Dataset items:

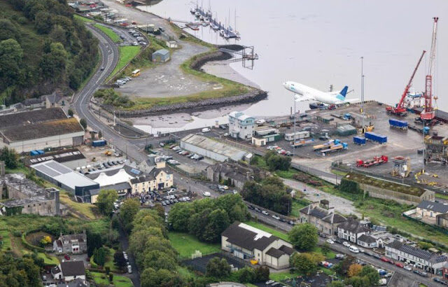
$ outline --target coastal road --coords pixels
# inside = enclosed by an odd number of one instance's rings
[[[268,210],[268,211],[270,211]],[[271,216],[265,216],[260,212],[257,212],[253,210],[250,210],[249,212],[253,217],[256,216],[260,221],[267,223],[270,225],[274,226],[275,228],[281,230],[284,232],[288,232],[293,227],[291,225],[286,223],[284,223],[279,220],[277,220],[275,218],[273,218]],[[326,239],[321,237],[318,237],[318,244],[323,244],[326,242]],[[402,280],[408,281],[407,285],[409,286],[413,286],[414,281],[417,281],[420,283],[423,283],[426,286],[428,287],[437,287],[440,286],[441,284],[435,283],[433,281],[432,278],[426,278],[422,277],[413,273],[412,272],[410,272],[405,270],[402,268],[400,268],[394,265],[384,262],[379,259],[377,259],[372,256],[367,255],[364,253],[354,253],[349,252],[349,248],[343,246],[342,244],[340,244],[337,243],[335,243],[334,244],[331,244],[330,248],[332,249],[334,251],[336,251],[340,253],[344,254],[350,254],[356,258],[363,260],[368,264],[371,264],[374,266],[377,266],[382,269],[387,270],[390,272],[396,272],[401,275],[402,277]],[[364,248],[367,249],[367,248]]]

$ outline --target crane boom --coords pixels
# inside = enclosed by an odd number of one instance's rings
[[[425,53],[426,52],[426,51],[425,51],[424,50],[423,50],[423,52],[421,52],[421,56],[420,56],[420,59],[419,59],[419,62],[417,62],[417,65],[415,66],[415,69],[414,69],[414,71],[412,72],[412,75],[411,75],[411,78],[409,79],[409,82],[407,83],[407,85],[406,85],[406,87],[405,88],[405,91],[403,92],[403,94],[401,95],[401,99],[400,99],[400,102],[398,103],[398,105],[397,106],[398,108],[403,108],[403,102],[405,100],[405,98],[406,97],[406,94],[407,94],[407,92],[409,92],[409,89],[411,88],[411,85],[412,84],[412,80],[414,79],[414,76],[415,76],[415,73],[416,73],[417,69],[419,69],[419,66],[420,66],[420,63],[421,62],[421,59],[423,59],[423,56],[425,55]]]
[[[433,26],[433,38],[431,41],[431,51],[429,56],[429,66],[428,74],[425,78],[425,109],[420,114],[422,120],[432,120],[434,118],[434,110],[433,109],[433,71],[434,70],[435,59],[435,41],[437,40],[437,22],[438,17],[434,17]]]

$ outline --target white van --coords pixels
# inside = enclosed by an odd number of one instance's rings
[[[353,245],[351,245],[349,249],[353,252],[354,253],[359,253],[359,249],[358,248],[358,247],[356,246],[354,246]]]

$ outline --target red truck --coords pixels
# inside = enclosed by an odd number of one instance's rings
[[[388,158],[386,155],[374,157],[373,160],[356,160],[356,167],[374,167],[375,165],[382,164],[383,163],[386,163],[388,161]]]

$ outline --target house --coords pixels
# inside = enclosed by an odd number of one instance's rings
[[[448,204],[440,202],[422,200],[417,205],[416,214],[422,218],[435,219],[437,216],[448,213]]]
[[[51,274],[56,280],[70,282],[76,279],[85,281],[85,269],[83,261],[62,262],[51,269]]]
[[[415,265],[432,274],[441,274],[447,262],[447,255],[433,253],[398,240],[386,245],[386,256],[395,260]]]
[[[356,219],[349,217],[337,226],[337,237],[350,242],[358,243],[358,239],[363,234],[369,234],[370,230],[365,225]]]
[[[346,218],[335,213],[334,208],[328,208],[328,201],[313,202],[300,209],[300,223],[308,223],[317,227],[318,231],[326,235],[337,234],[337,226]]]
[[[289,267],[293,246],[270,233],[238,221],[221,234],[221,249],[276,270]]]
[[[53,241],[53,251],[59,253],[83,253],[87,252],[87,235],[83,233],[62,235]]]
[[[246,181],[262,179],[269,174],[258,167],[237,162],[222,162],[209,165],[205,169],[205,173],[211,181],[218,183],[220,181],[227,181],[227,184],[240,190]]]
[[[255,118],[241,111],[229,113],[229,134],[235,139],[250,140],[254,134]]]

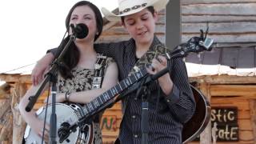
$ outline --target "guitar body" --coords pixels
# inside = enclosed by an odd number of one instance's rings
[[[76,114],[79,106],[71,104],[70,106],[62,104],[62,103],[56,103],[56,116],[57,116],[57,132],[58,130],[62,126],[61,125],[63,122],[68,122],[70,125],[72,125],[75,122],[78,122],[78,117]],[[47,106],[47,117],[46,117],[46,123],[50,125],[50,118],[51,114],[51,108],[52,105]],[[42,107],[37,111],[38,118],[41,120],[44,120],[46,114],[46,107]],[[93,123],[90,125],[86,125],[85,126],[88,126],[88,130],[86,134],[83,134],[80,132],[79,127],[76,128],[74,132],[70,133],[70,136],[62,143],[85,143],[90,144],[93,142]],[[59,138],[58,134],[56,134],[56,142],[59,142]],[[27,126],[26,128],[24,139],[26,143],[41,143],[42,138],[39,137],[30,126]],[[45,143],[45,142],[44,142]]]
[[[190,85],[196,102],[196,110],[192,118],[184,124],[182,143],[186,143],[198,137],[206,127],[210,119],[210,105],[206,98]]]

◆ EXERCISE TASK ◆
Rewrite the material above, replacing "crane boom" with "crane arm" and keeping everything else unchanged. Leave the pictures out of your answer.

◆ ANSWER TO THE EXERCISE ◆
$ outline --target coastal road --coords pixels
# inside = enclosed by an odd number of one instance's rings
[[[268,210],[268,211],[270,211]],[[271,216],[265,216],[260,212],[257,212],[253,210],[250,210],[249,212],[253,217],[256,216],[260,221],[267,223],[270,225],[274,226],[275,228],[281,230],[284,232],[288,232],[293,227],[291,225],[286,223],[284,223],[279,220],[277,220],[275,218],[273,218]],[[326,239],[321,237],[318,237],[318,244],[323,244],[326,242]],[[402,280],[408,281],[407,285],[409,286],[413,286],[414,281],[417,281],[420,283],[423,283],[426,286],[428,287],[437,287],[440,286],[441,284],[435,283],[433,281],[432,278],[426,278],[422,277],[413,273],[412,272],[410,272],[405,270],[402,268],[400,268],[394,265],[384,262],[379,259],[377,259],[372,256],[367,255],[364,253],[354,253],[349,252],[349,248],[343,246],[342,244],[340,244],[337,243],[335,243],[334,244],[331,244],[330,248],[332,249],[334,251],[336,251],[340,253],[344,254],[350,254],[356,258],[363,260],[368,264],[371,264],[374,266],[377,266],[382,269],[387,270],[390,272],[396,272],[401,275],[402,277]],[[364,248],[367,249],[367,248]]]

$ outline --target crane arm --coords pixels
# inside = enclosed by an odd number of one instance's rings
[[[425,53],[426,52],[426,51],[425,51],[424,50],[423,50],[423,52],[421,52],[421,56],[420,56],[420,59],[419,59],[419,62],[417,62],[417,65],[415,66],[415,69],[414,69],[414,71],[412,72],[412,75],[411,75],[411,78],[409,79],[409,82],[407,83],[407,85],[406,85],[406,87],[405,88],[405,91],[403,92],[403,94],[401,95],[401,99],[400,99],[400,102],[398,103],[398,105],[397,106],[398,108],[403,108],[403,102],[405,100],[405,98],[406,97],[406,94],[407,94],[407,92],[409,92],[409,89],[411,88],[411,85],[412,84],[412,80],[414,79],[414,76],[415,76],[415,73],[416,73],[417,69],[419,69],[419,66],[420,66],[420,63],[421,62],[421,59],[423,59],[423,56],[425,55]]]
[[[433,26],[433,38],[431,41],[431,51],[429,56],[429,66],[428,74],[425,78],[425,109],[420,114],[422,120],[432,120],[434,118],[434,110],[433,109],[433,71],[434,70],[435,59],[435,41],[437,40],[437,22],[438,17],[434,17]]]

$ outline --target white van --coords pixels
# inside = enclosed by an odd number of one instance's rings
[[[353,245],[351,245],[349,249],[353,252],[354,253],[359,253],[359,249],[358,248],[358,247],[356,246],[354,246]]]

$ outline --target red truck --coords pixels
# inside = enclosed by an odd number of one instance's rings
[[[388,158],[386,155],[374,157],[373,160],[356,160],[356,167],[374,167],[375,165],[382,164],[383,163],[386,163],[388,161]]]

$ outline --target house --coords pixels
# inside = enclosed by an odd number of one instance's rings
[[[448,204],[440,202],[422,200],[417,205],[416,214],[422,218],[435,219],[437,216],[448,213]]]
[[[51,274],[56,280],[70,282],[76,279],[85,281],[85,269],[83,261],[62,262],[51,269]]]
[[[415,265],[432,274],[441,274],[447,262],[447,255],[433,253],[398,240],[386,245],[386,256],[395,260]]]
[[[356,219],[349,217],[337,226],[337,237],[350,242],[358,243],[358,239],[363,234],[369,234],[370,230],[365,225]]]
[[[346,218],[335,213],[334,208],[328,208],[328,201],[313,202],[300,209],[300,223],[308,223],[317,227],[318,231],[326,235],[337,234],[337,226]]]
[[[289,267],[293,246],[270,233],[238,221],[221,234],[221,249],[276,270]]]
[[[53,241],[53,251],[59,253],[83,253],[87,252],[87,235],[83,233],[62,235]]]
[[[246,181],[262,179],[269,174],[258,167],[237,162],[222,162],[209,165],[205,169],[205,173],[211,181],[218,183],[220,181],[227,181],[227,184],[240,190]]]
[[[255,118],[241,111],[229,113],[229,134],[235,139],[250,140],[254,134]]]

$ outline --target "guitar body" --coords pixels
# inside = enclosed by an odd number of one instance's rings
[[[76,114],[79,106],[71,104],[70,106],[62,104],[62,103],[56,103],[56,116],[57,116],[57,132],[58,130],[62,126],[61,125],[63,122],[68,122],[70,125],[72,125],[75,122],[78,122],[78,117]],[[47,106],[47,117],[46,117],[46,123],[50,125],[50,118],[51,114],[51,108],[52,105]],[[42,107],[37,111],[38,118],[41,120],[44,120],[46,114],[46,107]],[[93,123],[90,125],[86,125],[85,126],[88,126],[88,130],[86,134],[83,134],[80,132],[79,127],[76,128],[74,132],[70,133],[70,136],[62,143],[85,143],[90,144],[93,142]],[[59,138],[58,134],[56,134],[56,142],[59,142]],[[27,126],[26,128],[24,139],[26,143],[41,143],[42,138],[39,137],[30,126]],[[45,143],[45,142],[44,142]]]
[[[190,85],[196,102],[196,110],[192,118],[184,124],[182,143],[186,143],[198,137],[206,127],[210,119],[210,105],[206,98]]]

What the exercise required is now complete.